_Required tasks_
(1) Please reproduce the passage of the statistics-in-science answer from "However, what he" to "becomes very small.".
(2) Answer these questions from the statistics-in-science answer, one line each:
(a) What is given as an example of a definitive experiment carried out on the moon?
(b) Who wrote "Mindless Statistics"?
(c) To whom is the line "It's hard to tell the truth without statistics" attributed?

_Text passage_
—————
Ernest Rutherford said:

"If your experiment needs statistics, you ought to have done a better experiment"

which is deeply ironic, given that his subject (atomic/nuclear/particle physics) is now one of the sciences most reliant on statistics!

However, what he writes does have some truth in it. Some experiments can be made so definitive that you don't need statistics to draw conclusions, for instance astronauts dropping feathers and hammers on the moon. If you can come up with such a definitive experiment to test your hypothesis then undoubtedly you should do so. The problem is that as science advances and more and more scientists are working on problems, the proportion of problems where this is possible becomes very small.

It should be noted that statistics is often used badly in science to give and impression of rigour, sometimes without the substance. Common examples include: use of null hypothesis statistical tests where it is obvious that there is a meaningful effect; claiming statistical significance where the effect size if too small for it to be of practical significance; not considering whether 95% is the appropriate level of significance; using a "null hypothesis" of "no difference" when that is not a sensible skeptic hypothesis to be nullified; performing an NHST for the existence of a difference when you know a-priori there will be a difference (and the test is whether you have enough data to detect something you know to exist. For more details, see "Mindless Statistics" by Gerd Gigerenzer (many of the above form what he calls "The Null Ritual").

However, while that is true, good use of statistics in science is very important:

"It’s easy to lie with statistics. It’s hard to tell the truth without statistics." – Andrejs Dunkels

2
  • 4
    +1 "Lies, damned lies, and statistics!".
—————
_Data extract_
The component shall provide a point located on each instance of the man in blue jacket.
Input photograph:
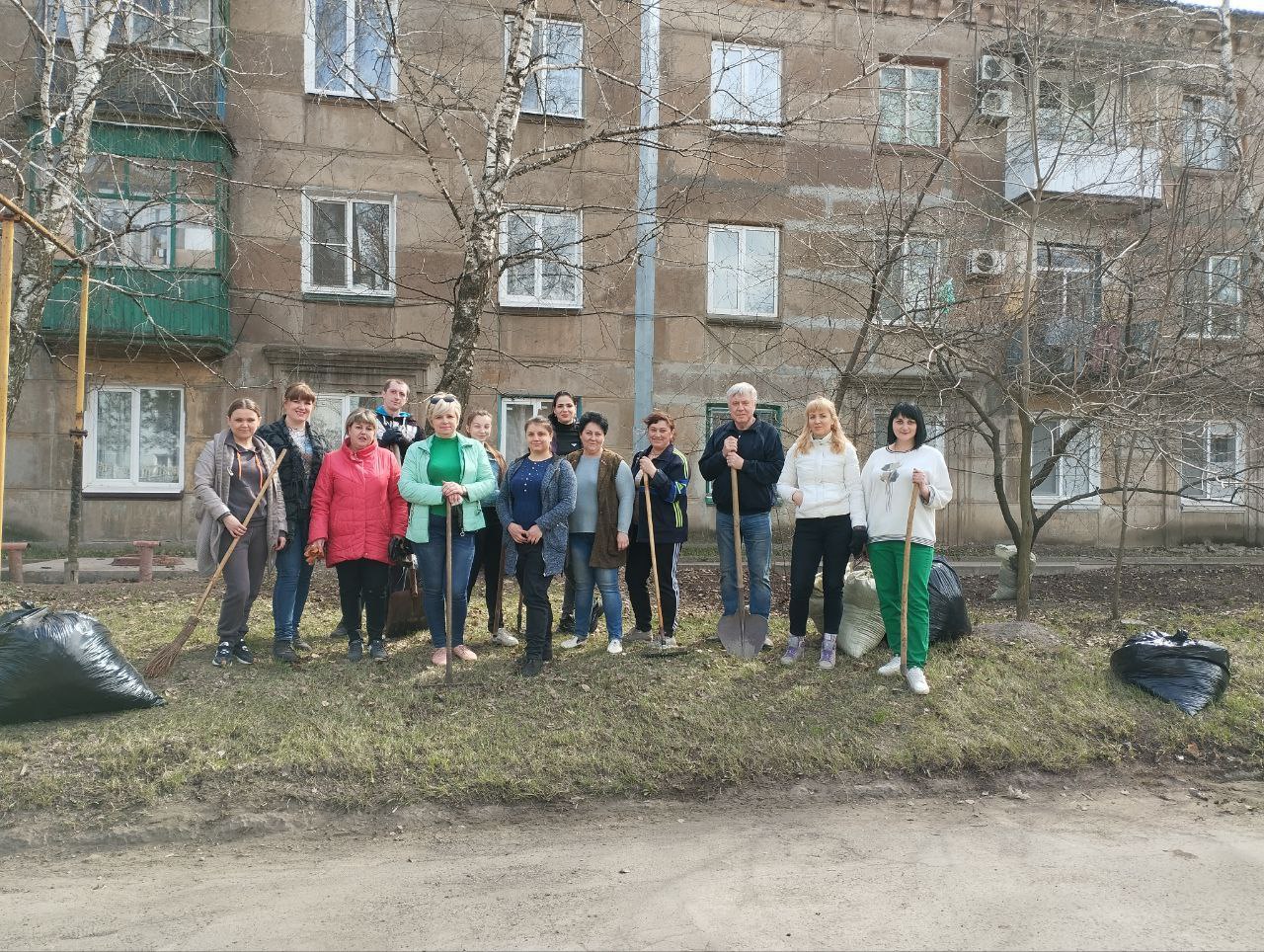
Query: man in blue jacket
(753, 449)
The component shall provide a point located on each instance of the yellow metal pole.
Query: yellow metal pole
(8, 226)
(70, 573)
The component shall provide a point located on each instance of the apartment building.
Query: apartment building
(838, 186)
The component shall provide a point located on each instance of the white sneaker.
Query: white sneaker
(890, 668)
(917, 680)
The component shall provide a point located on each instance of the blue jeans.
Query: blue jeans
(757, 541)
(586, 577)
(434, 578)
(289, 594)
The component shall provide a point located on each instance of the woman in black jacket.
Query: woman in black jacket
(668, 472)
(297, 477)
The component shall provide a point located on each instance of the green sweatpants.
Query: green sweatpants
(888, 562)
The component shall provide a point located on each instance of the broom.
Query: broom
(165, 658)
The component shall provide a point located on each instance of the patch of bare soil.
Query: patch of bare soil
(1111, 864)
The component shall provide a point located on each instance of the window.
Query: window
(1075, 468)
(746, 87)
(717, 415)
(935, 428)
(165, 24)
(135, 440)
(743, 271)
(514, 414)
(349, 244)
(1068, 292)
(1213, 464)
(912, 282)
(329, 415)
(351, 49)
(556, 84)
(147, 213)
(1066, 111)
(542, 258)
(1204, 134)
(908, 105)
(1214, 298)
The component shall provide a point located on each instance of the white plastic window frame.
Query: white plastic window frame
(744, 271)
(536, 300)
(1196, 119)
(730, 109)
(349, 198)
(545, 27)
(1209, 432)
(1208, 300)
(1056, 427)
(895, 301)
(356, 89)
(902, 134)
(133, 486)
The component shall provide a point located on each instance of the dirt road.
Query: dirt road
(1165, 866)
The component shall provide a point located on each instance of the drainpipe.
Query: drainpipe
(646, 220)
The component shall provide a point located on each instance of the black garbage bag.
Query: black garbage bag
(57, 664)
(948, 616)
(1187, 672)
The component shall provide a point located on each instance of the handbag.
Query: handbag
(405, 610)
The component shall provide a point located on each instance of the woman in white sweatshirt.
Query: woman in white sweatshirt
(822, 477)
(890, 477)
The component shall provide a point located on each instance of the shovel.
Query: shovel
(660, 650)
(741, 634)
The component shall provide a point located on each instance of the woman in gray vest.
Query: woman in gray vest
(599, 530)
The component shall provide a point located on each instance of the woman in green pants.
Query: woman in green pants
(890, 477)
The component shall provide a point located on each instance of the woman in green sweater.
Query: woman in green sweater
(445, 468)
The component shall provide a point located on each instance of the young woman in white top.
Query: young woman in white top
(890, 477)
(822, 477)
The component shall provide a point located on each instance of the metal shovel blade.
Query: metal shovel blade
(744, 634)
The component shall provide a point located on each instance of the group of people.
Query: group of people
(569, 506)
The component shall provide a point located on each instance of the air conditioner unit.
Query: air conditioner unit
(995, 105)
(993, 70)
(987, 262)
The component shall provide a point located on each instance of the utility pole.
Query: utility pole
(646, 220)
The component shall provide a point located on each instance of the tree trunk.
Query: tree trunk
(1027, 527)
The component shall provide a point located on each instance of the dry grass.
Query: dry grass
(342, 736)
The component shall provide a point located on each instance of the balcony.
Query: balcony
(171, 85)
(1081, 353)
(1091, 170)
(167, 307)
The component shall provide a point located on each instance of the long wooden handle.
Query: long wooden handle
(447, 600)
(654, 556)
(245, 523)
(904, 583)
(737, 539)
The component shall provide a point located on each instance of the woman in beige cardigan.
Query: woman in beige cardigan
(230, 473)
—————
_Task-by-task outputs_
(1)
However, what he writes does have some truth in it. Some experiments can be made so definitive that you don't need statistics to draw conclusions, for instance astronauts dropping feathers and hammers on the moon. If you can come up with such a definitive experiment to test your hypothesis then undoubtedly you should do so. The problem is that as science advances and more and more scientists are working on problems, the proportion of problems where this is possible becomes very small.

(2)
(a) Astronauts dropping feathers and hammers on the moon.
(b) Gerd Gigerenzer.
(c) Andrejs Dunkels.